▸ **Esercizi da svolgere**
(a) Secondo il brano sulla sorveglianza attiva, per quale motivo il tema è importante per la comunità medica e dei pazienti? Lo spieghi in una o due frasi.
(b) Prosegua il brano sulla sorveglianza attiva nel tumore alla vescica dopo l'ultima frase riportata.

▸ **Brano dell'esercizio**

++++

Come ci spiega lo stesso dottor Hurle “questo studio prospettico osservazionale è un’ulteriore conferma della validità della sorveglianza attiva nei pazienti con tumore alla vescica”.

La sorveglianza attiva è un’alternativa alla chirurgia endoscopica in pazienti con tumori recidivi della vescica di basso grado. Si basa su controlli regolari e frequenti e non prevede un intervento chirurgico se la patologia non progredisce o resta asintomatica. I risultati legati a questo approccio, ideato proprio dal dottor Hurle, sono stati pubblicati per la prima volta nel 2016 sul British Journal of Urology International. Humanitas è il Centro di riferimento italiano e attualmente l’unico ad adottare la sorveglianza attiva nel carcinoma vescicale.

Dopo la pubblicazione del lavoro sulla rivista ufficiale dell’Associazione degli Urologi americani, The Journal of Urology, Medpage Today, prestigioso quotidiano on line indipendente, che si occupa di informazione medica, ha ospitato un’intervista agli specialisti di Humanitas in merito ai risultati del loro lavoro. Un’ulteriore testimonianza di quanto il tema sia importante per la comunità medica e dei pazienti perché la sorveglianza attiva può davvero rappresentare una soluzione per evitare, a pazienti selezionati con tumori recidivi della vescica di basso grado, interventi chirurgici frequenti, contribuendo a tenere sotto controllo la malattia, senza aumentare il rischio di progressione.

Fattori predittivi di fallimento e costi ospedalieri

“Abbiamo in primo luogo indagato i fattori predittivi di fallimento della sorveglianza attiva per tumore della vescica non muscolo-invasiva, dove per fallimento intendiamo la necessità di sottoporre il paziente a intervento. Abbiamo dunque determinato il numero e la percentuale di pazienti che sono rimasti all’interno del protocollo di sorveglianza attiva e che non hanno necessitato di intervento chirurgico.

++++

▸ **Dati della fonte**

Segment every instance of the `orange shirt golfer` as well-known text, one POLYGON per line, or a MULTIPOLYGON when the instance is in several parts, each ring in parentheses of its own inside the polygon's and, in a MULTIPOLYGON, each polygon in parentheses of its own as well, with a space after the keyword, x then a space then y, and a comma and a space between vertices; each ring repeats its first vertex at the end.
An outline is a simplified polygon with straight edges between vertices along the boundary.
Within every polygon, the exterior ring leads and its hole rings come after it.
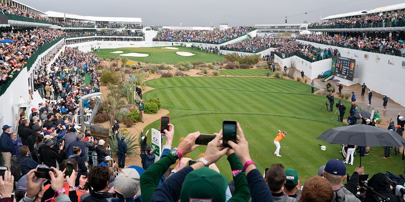
POLYGON ((280 155, 278 153, 280 152, 280 140, 284 138, 287 134, 287 132, 284 131, 284 132, 282 133, 281 131, 279 130, 278 133, 277 133, 277 137, 275 137, 275 138, 274 138, 274 144, 275 144, 275 146, 277 147, 277 148, 275 149, 275 152, 274 152, 274 155, 278 157, 281 157, 281 155, 280 155))

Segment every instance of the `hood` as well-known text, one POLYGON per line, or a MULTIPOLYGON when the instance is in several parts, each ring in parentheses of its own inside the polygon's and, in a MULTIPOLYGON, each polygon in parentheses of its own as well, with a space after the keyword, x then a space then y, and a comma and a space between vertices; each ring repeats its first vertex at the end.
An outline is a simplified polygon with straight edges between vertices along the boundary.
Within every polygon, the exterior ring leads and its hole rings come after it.
POLYGON ((379 193, 390 192, 390 181, 388 177, 383 173, 379 173, 373 176, 367 183, 379 193))

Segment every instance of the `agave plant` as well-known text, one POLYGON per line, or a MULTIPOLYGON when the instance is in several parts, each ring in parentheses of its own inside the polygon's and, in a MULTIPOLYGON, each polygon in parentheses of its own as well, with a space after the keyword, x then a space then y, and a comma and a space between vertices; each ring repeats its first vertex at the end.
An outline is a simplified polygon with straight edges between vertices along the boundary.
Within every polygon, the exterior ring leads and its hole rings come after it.
MULTIPOLYGON (((121 137, 124 136, 123 132, 119 132, 118 134, 118 136, 120 141, 121 137)), ((114 154, 118 154, 118 140, 117 140, 115 135, 111 135, 108 138, 108 140, 110 141, 110 147, 112 153, 114 154)), ((135 153, 136 151, 139 151, 139 144, 138 143, 138 138, 135 137, 134 135, 131 133, 128 133, 125 135, 125 143, 127 143, 127 152, 135 153)))

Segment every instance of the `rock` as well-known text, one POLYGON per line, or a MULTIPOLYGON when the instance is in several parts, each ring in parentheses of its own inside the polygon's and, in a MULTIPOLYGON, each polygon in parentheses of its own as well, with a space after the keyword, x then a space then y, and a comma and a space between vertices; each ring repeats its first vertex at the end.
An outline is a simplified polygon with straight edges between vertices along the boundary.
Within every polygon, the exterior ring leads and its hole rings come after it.
POLYGON ((126 74, 132 74, 132 72, 134 71, 134 70, 132 68, 127 68, 125 70, 125 73, 126 74))

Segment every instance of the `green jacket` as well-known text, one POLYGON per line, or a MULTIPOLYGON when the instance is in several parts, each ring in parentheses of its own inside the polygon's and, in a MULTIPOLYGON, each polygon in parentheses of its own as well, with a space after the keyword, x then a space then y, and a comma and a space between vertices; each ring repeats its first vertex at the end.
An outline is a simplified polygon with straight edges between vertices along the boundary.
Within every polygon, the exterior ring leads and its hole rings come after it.
POLYGON ((139 106, 139 107, 138 108, 138 109, 139 110, 139 111, 145 110, 145 103, 143 103, 143 102, 141 103, 137 101, 136 100, 135 100, 135 103, 136 103, 137 105, 139 106))

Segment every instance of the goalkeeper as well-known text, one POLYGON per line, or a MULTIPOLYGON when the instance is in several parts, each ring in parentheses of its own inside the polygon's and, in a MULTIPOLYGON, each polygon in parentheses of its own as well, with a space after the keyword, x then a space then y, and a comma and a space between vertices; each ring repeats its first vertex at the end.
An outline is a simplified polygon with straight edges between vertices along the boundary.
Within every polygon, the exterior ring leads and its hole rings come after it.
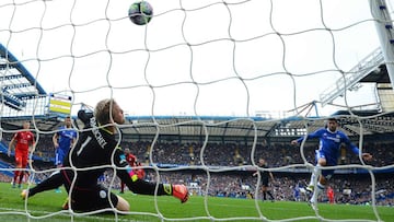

++++

▸ **Esercizi svolti**
(a) Il tema è importante perché la sorveglianza attiva può rappresentare una soluzione per evitare interventi chirurgici frequenti a pazienti selezionati con tumori recidivi della vescica di basso grado. Contribuisce inoltre a tenere sotto controllo la malattia senza aumentarne il rischio di progressione.

(b)
In parallelo a questo lavoro, abbiamo condotto un’analisi dell’impiego delle risorse ospedaliere nei pazienti sottoposti a sorveglianza attiva. In sinergia con l’ufficio della gestione operativa di Humanitas infatti, abbiamo effettuato uno studio di risparmio, valutando per esempio i giorni di ospedalizzazione dei pazienti, il tempo in ore del personale impegnato in sala operatoria, il consumo in termini di diagnostica, farmaci e materiali, nel tentativo di calcolare l’importo e il valore delle risorse ospedaliere coinvolte e valutare il risparmio ottenuto con la sorveglianza attiva per ciascun paziente.

Dai risultati è emerso come la sorveglianza attiva possa essere una strategia clinica efficace in pazienti selezionati, perché consente di tenere sotto controllo il tumore, evitando di sottoporre il paziente a interventi non risolutivi o pericolosi, come nel caso dei soggetti anziani spesso colpiti da questa neoplasia, il cui quadro è reso ulteriormente delicato dalla presenza di comorbidità e nei quali l’intervento chirurgico e l’anestesia a esso correlata non sono sempre raccomandabili. Limitare il ricorso a interventi chirurgici non necessari inoltre, si traduce anche in un risparmio economico per le strutture ospedaliere”, ha spiegato il dottor Hurle.